GIVEN RECORDS
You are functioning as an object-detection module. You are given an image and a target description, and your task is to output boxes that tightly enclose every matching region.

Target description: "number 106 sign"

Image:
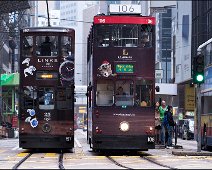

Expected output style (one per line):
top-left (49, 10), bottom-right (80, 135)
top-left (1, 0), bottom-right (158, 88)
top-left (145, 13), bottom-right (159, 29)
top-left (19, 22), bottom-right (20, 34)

top-left (109, 4), bottom-right (141, 14)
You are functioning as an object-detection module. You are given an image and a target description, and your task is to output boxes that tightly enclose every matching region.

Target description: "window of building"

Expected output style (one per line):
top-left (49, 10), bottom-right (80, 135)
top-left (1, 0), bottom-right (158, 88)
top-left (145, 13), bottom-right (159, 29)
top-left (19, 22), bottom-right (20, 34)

TASK REQUIREMENTS
Return the listing above line for line without any changes, leaving out the pictures.

THE ANSWER
You are functioning as an object-detection module. You are given an image and a target description, and your task is to output boxes that tightly enclose every matching region.

Target description: "number 106 sign"

Image:

Expected output style (one per line):
top-left (49, 10), bottom-right (80, 135)
top-left (1, 0), bottom-right (158, 88)
top-left (145, 13), bottom-right (159, 29)
top-left (19, 22), bottom-right (20, 34)

top-left (109, 4), bottom-right (141, 14)
You are functioning as an object-detection module. You are given an image and a target description, and your task is to output boxes that tightly enclose every matching region.

Target description: "window of building"

Expected output style (one per line):
top-left (49, 10), bottom-right (80, 135)
top-left (1, 0), bottom-right (158, 88)
top-left (145, 13), bottom-right (159, 29)
top-left (19, 22), bottom-right (20, 34)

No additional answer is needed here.